Retype the data below without altering anything.

— START OF Data section —

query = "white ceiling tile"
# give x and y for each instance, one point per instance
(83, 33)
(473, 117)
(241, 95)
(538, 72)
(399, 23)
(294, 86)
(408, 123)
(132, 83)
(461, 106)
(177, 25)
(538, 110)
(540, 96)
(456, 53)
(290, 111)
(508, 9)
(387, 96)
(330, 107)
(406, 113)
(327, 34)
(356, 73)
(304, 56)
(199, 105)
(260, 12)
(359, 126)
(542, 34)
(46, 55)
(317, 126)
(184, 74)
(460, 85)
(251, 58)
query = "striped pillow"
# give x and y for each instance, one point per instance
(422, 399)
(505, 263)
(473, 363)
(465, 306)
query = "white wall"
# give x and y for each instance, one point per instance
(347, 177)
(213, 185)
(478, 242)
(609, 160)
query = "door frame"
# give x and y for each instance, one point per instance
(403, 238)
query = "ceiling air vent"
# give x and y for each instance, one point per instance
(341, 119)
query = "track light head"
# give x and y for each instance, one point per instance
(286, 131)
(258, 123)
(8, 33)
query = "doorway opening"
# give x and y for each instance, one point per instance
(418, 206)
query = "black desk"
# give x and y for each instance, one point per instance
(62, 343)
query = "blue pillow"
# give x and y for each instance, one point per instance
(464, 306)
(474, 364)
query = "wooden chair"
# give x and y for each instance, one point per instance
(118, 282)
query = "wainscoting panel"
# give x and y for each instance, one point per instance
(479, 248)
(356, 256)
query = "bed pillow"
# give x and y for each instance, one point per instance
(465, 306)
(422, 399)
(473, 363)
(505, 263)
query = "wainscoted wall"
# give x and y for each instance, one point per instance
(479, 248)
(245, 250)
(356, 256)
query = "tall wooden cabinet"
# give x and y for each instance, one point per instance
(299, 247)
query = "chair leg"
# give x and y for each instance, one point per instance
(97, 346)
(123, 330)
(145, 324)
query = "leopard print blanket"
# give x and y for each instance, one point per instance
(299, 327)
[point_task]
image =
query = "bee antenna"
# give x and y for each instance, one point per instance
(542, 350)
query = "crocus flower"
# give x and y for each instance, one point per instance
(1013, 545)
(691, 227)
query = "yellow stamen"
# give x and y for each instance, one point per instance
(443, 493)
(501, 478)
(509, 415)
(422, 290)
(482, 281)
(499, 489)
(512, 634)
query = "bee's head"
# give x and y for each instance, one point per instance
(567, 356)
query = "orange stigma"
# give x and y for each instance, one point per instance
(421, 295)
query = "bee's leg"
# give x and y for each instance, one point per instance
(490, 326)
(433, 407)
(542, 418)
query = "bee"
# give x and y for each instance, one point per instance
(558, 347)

— END OF Data section —

__Correct result__.
query = "white ceiling tile"
# give x and y for each instance, one point per instance
(83, 33)
(473, 117)
(241, 95)
(538, 72)
(399, 23)
(294, 86)
(408, 123)
(132, 83)
(461, 106)
(177, 25)
(538, 110)
(540, 96)
(456, 53)
(290, 111)
(508, 9)
(387, 96)
(330, 107)
(406, 113)
(327, 34)
(356, 73)
(304, 56)
(199, 105)
(260, 12)
(359, 126)
(542, 34)
(46, 55)
(317, 126)
(184, 74)
(460, 85)
(251, 58)
query = "striped pillow"
# give x and y for each instance, one point per instance
(422, 399)
(505, 263)
(473, 363)
(465, 306)
query = "white wall"
# give x and y for each instance, one point per instance
(347, 177)
(213, 185)
(478, 242)
(609, 160)
query = "door frame"
# give x and y for each instance, one point per instance
(403, 238)
query = "ceiling air vent"
# give x and y for each instance, one point per instance
(341, 119)
query = "track light head"
# give x and y for each instance, one point per instance
(286, 131)
(258, 123)
(8, 33)
query = "doorway opening"
# give x and y for each instance, one point per instance
(418, 206)
query = "black desk"
# give x and y for each instance, one point per instance
(62, 343)
query = "blue pillow"
# give x and y for each instance, one point per instance
(464, 306)
(474, 364)
query = "wooden chair"
# give x and y for each instance, one point per instance
(118, 282)
query = "wainscoting panel"
# give x and y for each instance, one point per instance
(479, 248)
(356, 256)
query = "bed pillow"
# give x and y for each instance, one point per instance
(465, 306)
(422, 399)
(473, 363)
(505, 263)
query = "wainscoted wall"
# give x and y for each instance, one point per instance
(479, 248)
(245, 250)
(356, 256)
query = "tall wooden cabinet"
# give x and y for each instance, one point per instance
(299, 247)
query = "chair leg"
# give x and y for each instance, one point per instance
(97, 346)
(123, 330)
(145, 324)
query = "leopard print blanket"
# give x and y for each instance, one point per instance
(299, 327)
[point_task]
image =
query = "bee antenna"
# give x and y for each instance, one point per instance
(542, 350)
query = "crocus flower"
# give x and y for each instance, one point per instance
(1013, 545)
(691, 227)
query = "yellow stamen"
# give x and y for each instance, one point per instance
(443, 493)
(501, 478)
(509, 415)
(422, 290)
(482, 281)
(499, 489)
(512, 634)
query = "bee's head"
# give x and y for each instance, one point per instance
(567, 356)
query = "orange stigma"
# give x and y for each instance, one point per instance
(421, 295)
query = "bee's leg"
# give x and y for each instance, one point per instance
(490, 326)
(433, 407)
(542, 418)
query = "bee"
# give x and y for each instance, one point per instance
(558, 347)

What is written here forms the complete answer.